Среди выдающихся филологов XX века А.П. Скафтымов отмечен удивительно тонкой методологической проницательностью и бесстрашной последовательностью. Тонкость проступала в осуществлении дерзкого намерения вглядеться в самое трепетное звено словесно-эстетического бытия — в так называемое внутреннее «авторское задание», которое, в конечном счёте, определяет «все части и детали» писательского творчества [132]1. Именно в фокусе поэтического пробуждения и осуществления авторского задания, в попытках определить природу словесно-творческого воссоединения иррационального и осознанного литературоведы и литературные критики разных времён чаще всего терпели и терпят частичное или полное поражение. Скафтымов пробовал, и ему удавалось невероятно трудно уловимое.
Бесстрашная последовательность ученого обнаруживалась в очевидном, заведомо круговом и обрекающем на исследовательское одиночество противостоянии. В отчётливом противостоянии тем, кто убежденно и вульгарно представлял идею произведения как социологическую (шире — сугубо логически явленную) концепцию. В молчаливо осторожном неприятии получивших в 1930—40-е годы повсеместное хождение официальных, классово выверенных «установок», обязательных для всей литературной науки2. В деликатном несогласии с теми, кто, демонстративно или невольно игнорируя «смысловой состав поэзии», сводил «композиционную направленность произведения» «к чистым формальным эффектам» [133].
На этом рискованно трудном, но абсолютно естественном для Скафтымова пути особенно благодарно открылись ему тексты Ф.М. Достоевского и А.П. Чехова...
* * *
Творчество Чехова находилось в поле зрения Скафтымова задолго до его знаменитых статей о чеховской драматургии и прозе (1946—1948). Так, в одной из ранних основополагающих работ ученого «Тематическая композиция романа «Идиот»» (1924) с опорой на Чехова заявляются и важнейшие телеологические принципы литературоведческого исследования, и глубоко выстраданные откровения, касающиеся «какой-то особенно прямой, не замечающей себя доверчивой непосредственности» князя Мышкина [183]. Но ещё более существенны те возможности, которые для понимания самого Чехова открывали методологические подходы и убеждения Скафтымова, высказанные в первой половине 1920-х годов в статье об «Идиоте» Достоевского.
Ученый утверждал, что при внимательном наблюдении всякая мало-мальски значимая часть текста содержит в себе те же характеристические приметы, что объединяют и объясняют текст как объёмную нераздельность. В капле — целое, в малом — покрывающее его большое. Ведущий телеологический признак высокого качества текста заключается в том, что «конечная устремлённость ищущего творческого духа» не локализуется в определенных участках текста, а гармонично разлита по всему текстовому пространству как объединяющее целое3.
-*-
## Задачи
1. Обновите часть текста о Скафтымове, которая начинается словами «Бесстрашная последовательность ученого» и заканчивается словами «и А.П. Чехова...»: замените в ней «исследовательское одиночество» на «научное одиночество».
2. Продолжите текст о Скафтымове, начав сразу после его последнего предложения.

## Собранный материал
-*-
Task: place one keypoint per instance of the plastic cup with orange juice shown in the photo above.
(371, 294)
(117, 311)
-*-
## Ответы к заданиям
1.
Бесстрашная последовательность ученого обнаруживалась в очевидном, заведомо круговом и обрекающем на научное одиночество противостоянии. В отчётливом противостоянии тем, кто убежденно и вульгарно представлял идею произведения как социологическую (шире — сугубо логически явленную) концепцию. В молчаливо осторожном неприятии получивших в 1930—40-е годы повсеместное хождение официальных, классово выверенных «установок», обязательных для всей литературной науки2. В деликатном несогласии с теми, кто, демонстративно или невольно игнорируя «смысловой состав поэзии», сводил «композиционную направленность произведения» «к чистым формальным эффектам» [133].
На этом рискованно трудном, но абсолютно естественном для Скафтымова пути особенно благодарно открылись ему тексты Ф.М. Достоевского и А.П. Чехова...

2.
Скафтымов ставит перед собой задачу максимального преодоления самого капитального и трудного в науке об искусствах препятствия, связанного с переводом невыразимо вольного художественно-смыслового обаяния совершенного авторского текста на язык внятной понятийно-логической рассудительности.
Творческий процесс, по Скафтымову, развивается нечаянно и на ощупь. В диалоге с предполагаемым читателем автор чутко вслушивается в «подпочвенные силы» собственной души [187], ищет и счастливо обретает единственно возможную содержательную форму. Невольное или намеренное и, как правило, отдалённое, но всё-таки сходство творческих заданий у разных авторов — литературоведческая проблема большой психолого-ориентированной перспективы.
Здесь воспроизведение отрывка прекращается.